--- Исходный текст ---
□ □ □ □ □
Не надо никакого особенного обращения! Уберите негативную окраску терминов «дислексия» и «дисграфия». Это не невезение, а данность. У кого-то ребенок белокурый, у кого-то чернобровый, у кого-то — левша. Мы все разные, и это прекрасно. Надо радоваться тому, что имеешь, и искать подарки в том наборе инструментов, которыми вашего ребенка наградила природа, родители, мироздание — кто во что верит. Да, этот набор может быть не таким, как у других. Но если посмотреть внимательно, то там точно есть какие-то особые инструменты, которые лучше заточены, чем у остальных. Вот их и стоит использовать!
Признаки дислексии
Чтобы помочь ребенку, важно быть осведомленным о данной проблеме. В Ассоциации родителей и детей с дислексией советуют обратить внимание на симптомы ниже — это основная часть. Если хотя бы несколько признаков присутствуют у ребенка, обратитесь к специалисту.
Многие симптомы начинают проявляться еще в дошкольном возрасте:
- ребенку не удается держать ложку и пишущие предметы правильно;
- он плохо различает и воспроизводит звуки (например, парные буквы);
- не узнает слова, которые встречает постоянно (например, вход, выход);
- речь развивается медленнее, чем у сверстников;
- возникают сложности при чтении и письме;
- ребенок замыкается в себе, не может наладить контакт со сверстниками.
Ребенок также может испытывать зрительно-пространственные и моторные сложности:
- проблемы с развитием мелкой моторики (например, с завязыванием шнурков);
- не может правильно повторить серии ударов по столу (карандашом) с длинными и короткими интервалами;
- может игнорировать стоящие слева знаки, буквы и даже страницу.
У ребенка нарушены речевые (устные и/или письменные) и слуховые навыки:
- при чтении и письме он переставляет, пропускает или не дописывает буквы и слоги, искажает слова, добавляет к ним лишние буквы и слоги;
- не может правильно в заданном порядке повторить несколько цифр;
- у него возникают трудности с запоминанием букв, слов и понятий;
- ребёнок отказывается читать вслух;
- он видит одно, а произносит другое (буквы, слова, цифры);
- не может определить границы слов и предложений.
Кроме того, у ребенка может быть нарушена ориентация и память:
- он путается во временах года, днях недели или времени суток;
- трудно ориентируется в понятиях «право – лево»;
- плохо запоминает стихотворения или таблицу умножения;
- у него наблюдаются проблемы с короткой памятью.
Еще ребенок может испытывать сложности с усидчивостью, концентрацией внимания, терпением и организацией:
- отвлекается, тяжело сосредотачивается;
- ему трудно организовываться и соблюдать инструкции;
- он теряет школьные принадлежности и прочие вещи, забывает про задания;
- на занятиях может выкрикивать ответ до окончания вопроса учителя;
- перебивает, когда говорят другие, ему трудно дождаться своей очереди.
□ □ □ □ □
--- Исходные данные ---
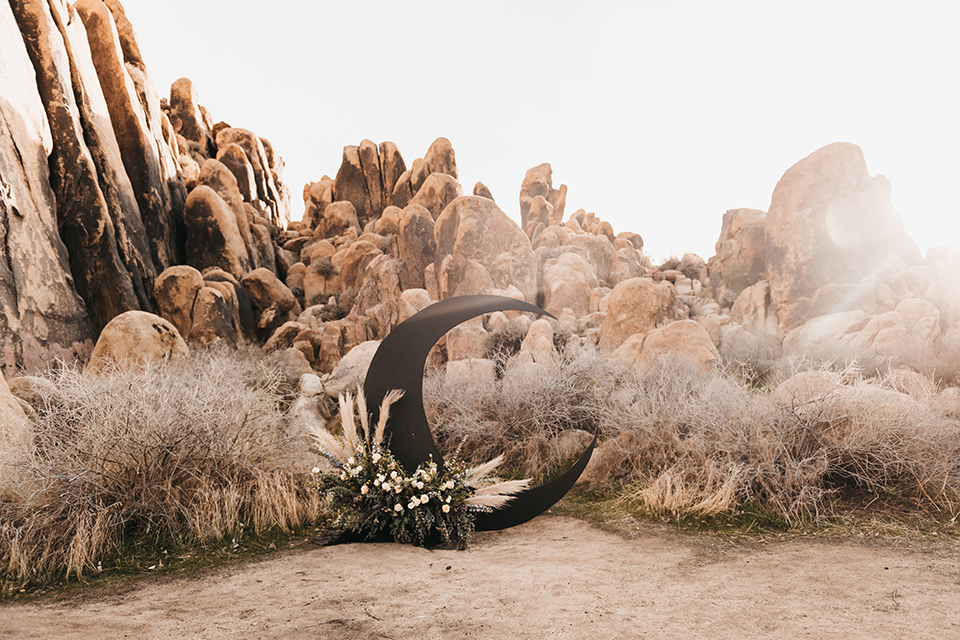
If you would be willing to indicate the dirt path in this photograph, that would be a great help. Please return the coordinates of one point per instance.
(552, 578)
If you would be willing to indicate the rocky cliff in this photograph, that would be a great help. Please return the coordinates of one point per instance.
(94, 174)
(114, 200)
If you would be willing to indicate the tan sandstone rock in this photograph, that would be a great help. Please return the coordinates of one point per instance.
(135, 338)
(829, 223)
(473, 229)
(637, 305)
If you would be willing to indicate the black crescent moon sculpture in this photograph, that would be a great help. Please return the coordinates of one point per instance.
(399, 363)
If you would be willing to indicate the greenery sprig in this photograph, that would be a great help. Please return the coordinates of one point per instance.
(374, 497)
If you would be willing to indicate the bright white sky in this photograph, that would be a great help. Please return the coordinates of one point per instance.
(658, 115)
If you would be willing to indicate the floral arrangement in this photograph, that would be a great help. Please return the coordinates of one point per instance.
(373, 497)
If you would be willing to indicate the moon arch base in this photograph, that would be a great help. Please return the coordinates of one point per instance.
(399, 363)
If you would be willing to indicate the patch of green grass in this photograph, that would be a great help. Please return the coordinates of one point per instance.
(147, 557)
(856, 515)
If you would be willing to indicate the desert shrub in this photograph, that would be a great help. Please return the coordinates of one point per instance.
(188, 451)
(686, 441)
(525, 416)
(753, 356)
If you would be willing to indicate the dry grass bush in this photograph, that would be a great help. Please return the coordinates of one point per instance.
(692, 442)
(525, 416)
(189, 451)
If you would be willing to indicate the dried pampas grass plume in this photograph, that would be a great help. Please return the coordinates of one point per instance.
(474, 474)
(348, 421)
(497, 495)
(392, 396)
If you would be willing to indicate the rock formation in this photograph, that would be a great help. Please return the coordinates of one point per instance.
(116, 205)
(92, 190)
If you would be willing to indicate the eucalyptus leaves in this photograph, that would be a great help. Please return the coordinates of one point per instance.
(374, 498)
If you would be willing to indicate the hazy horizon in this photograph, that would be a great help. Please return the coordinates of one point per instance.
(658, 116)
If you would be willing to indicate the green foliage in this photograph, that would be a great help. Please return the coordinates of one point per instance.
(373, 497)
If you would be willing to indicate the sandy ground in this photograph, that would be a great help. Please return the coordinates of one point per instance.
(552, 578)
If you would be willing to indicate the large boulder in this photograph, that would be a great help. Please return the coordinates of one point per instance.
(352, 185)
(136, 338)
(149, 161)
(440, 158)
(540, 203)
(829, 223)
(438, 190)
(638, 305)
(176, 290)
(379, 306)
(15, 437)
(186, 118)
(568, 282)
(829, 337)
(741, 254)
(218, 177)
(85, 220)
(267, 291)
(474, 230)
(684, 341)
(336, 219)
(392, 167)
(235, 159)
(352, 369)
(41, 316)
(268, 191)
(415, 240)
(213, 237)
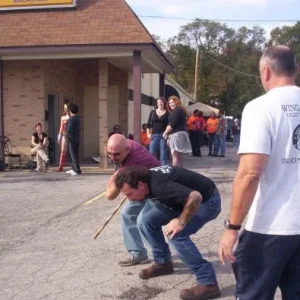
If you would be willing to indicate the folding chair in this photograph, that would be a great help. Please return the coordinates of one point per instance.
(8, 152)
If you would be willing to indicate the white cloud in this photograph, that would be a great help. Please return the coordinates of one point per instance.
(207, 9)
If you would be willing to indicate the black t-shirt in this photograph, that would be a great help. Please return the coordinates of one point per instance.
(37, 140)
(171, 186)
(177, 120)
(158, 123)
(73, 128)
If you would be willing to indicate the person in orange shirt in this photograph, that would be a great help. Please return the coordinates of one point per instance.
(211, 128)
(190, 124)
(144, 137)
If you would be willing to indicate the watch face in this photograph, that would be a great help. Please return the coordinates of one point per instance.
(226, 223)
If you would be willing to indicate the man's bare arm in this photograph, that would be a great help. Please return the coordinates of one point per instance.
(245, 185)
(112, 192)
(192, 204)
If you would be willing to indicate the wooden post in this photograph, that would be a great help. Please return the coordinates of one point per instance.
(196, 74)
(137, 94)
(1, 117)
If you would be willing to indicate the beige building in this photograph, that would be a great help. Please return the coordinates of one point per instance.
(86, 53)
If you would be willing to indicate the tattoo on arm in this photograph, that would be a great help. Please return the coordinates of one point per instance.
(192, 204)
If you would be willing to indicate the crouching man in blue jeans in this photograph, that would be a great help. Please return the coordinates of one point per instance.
□ □ □ □ □
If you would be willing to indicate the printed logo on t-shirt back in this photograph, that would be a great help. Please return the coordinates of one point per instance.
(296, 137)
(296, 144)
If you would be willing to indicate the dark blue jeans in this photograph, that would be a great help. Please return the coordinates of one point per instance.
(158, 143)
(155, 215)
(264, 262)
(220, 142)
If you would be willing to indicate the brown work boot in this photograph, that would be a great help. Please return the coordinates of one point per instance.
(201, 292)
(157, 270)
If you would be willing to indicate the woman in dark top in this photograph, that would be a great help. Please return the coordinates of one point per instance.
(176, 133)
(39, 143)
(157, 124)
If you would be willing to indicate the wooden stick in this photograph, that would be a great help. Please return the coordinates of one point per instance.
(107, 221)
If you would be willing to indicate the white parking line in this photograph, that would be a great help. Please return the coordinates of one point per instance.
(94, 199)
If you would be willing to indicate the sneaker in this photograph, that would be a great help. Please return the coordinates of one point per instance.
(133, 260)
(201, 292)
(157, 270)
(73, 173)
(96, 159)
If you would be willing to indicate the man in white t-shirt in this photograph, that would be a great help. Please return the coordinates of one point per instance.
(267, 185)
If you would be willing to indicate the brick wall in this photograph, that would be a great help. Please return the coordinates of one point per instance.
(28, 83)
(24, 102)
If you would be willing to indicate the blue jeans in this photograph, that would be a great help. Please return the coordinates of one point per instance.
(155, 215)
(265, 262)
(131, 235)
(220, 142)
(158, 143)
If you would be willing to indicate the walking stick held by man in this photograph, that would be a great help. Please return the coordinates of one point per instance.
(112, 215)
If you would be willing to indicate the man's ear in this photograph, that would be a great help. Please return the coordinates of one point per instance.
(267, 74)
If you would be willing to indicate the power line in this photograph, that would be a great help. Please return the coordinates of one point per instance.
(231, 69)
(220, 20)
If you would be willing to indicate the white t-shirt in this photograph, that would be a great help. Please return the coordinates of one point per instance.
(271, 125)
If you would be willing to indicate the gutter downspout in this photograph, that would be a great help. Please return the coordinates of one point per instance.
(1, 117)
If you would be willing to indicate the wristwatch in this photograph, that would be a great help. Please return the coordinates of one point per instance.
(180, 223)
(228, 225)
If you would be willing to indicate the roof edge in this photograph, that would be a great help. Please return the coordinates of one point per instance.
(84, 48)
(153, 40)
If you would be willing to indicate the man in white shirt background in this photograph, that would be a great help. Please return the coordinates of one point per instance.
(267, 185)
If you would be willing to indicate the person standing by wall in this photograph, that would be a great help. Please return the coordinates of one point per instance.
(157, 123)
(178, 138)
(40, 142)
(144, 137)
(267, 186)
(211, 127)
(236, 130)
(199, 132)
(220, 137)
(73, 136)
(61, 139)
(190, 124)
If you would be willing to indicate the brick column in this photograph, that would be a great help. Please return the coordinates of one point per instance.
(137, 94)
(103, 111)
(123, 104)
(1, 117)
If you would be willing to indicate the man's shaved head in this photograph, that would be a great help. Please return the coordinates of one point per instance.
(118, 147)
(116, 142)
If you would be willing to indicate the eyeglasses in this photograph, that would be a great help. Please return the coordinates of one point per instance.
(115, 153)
□ □ □ □ □
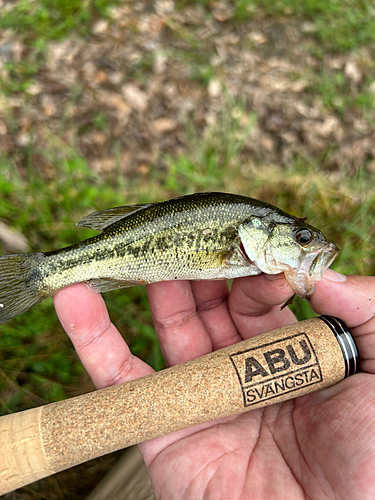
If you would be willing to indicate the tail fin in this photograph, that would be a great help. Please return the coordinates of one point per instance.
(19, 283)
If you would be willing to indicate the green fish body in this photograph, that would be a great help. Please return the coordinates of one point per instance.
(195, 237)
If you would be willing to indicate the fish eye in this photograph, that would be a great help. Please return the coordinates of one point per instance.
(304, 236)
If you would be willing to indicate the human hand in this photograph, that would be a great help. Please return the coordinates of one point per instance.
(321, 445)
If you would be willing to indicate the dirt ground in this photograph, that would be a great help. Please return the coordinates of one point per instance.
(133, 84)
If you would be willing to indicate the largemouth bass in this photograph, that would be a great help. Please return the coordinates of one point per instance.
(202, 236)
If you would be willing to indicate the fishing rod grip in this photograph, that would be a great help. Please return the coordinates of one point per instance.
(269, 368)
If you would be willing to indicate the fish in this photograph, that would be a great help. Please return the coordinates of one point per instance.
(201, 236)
□ □ □ □ □
--- Задание ---
Повторите без изменений фрагмент текста о дислексии между словами «Не надо никакого» и «обратитесь к специалисту.» включительно.

--- Ответ ниже ---
Не надо никакого особенного обращения! Уберите негативную окраску терминов «дислексия» и «дисграфия». Это не невезение, а данность. У кого-то ребенок белокурый, у кого-то чернобровый, у кого-то — левша. Мы все разные, и это прекрасно. Надо радоваться тому, что имеешь, и искать подарки в том наборе инструментов, которыми вашего ребенка наградила природа, родители, мироздание — кто во что верит. Да, этот набор может быть не таким, как у других. Но если посмотреть внимательно, то там точно есть какие-то особые инструменты, которые лучше заточены, чем у остальных. Вот их и стоит использовать!
Признаки дислексии
Чтобы помочь ребенку, важно быть осведомленным о данной проблеме. В Ассоциации родителей и детей с дислексией советуют обратить внимание на симптомы ниже — это основная часть. Если хотя бы несколько признаков присутствуют у ребенка, обратитесь к специалисту.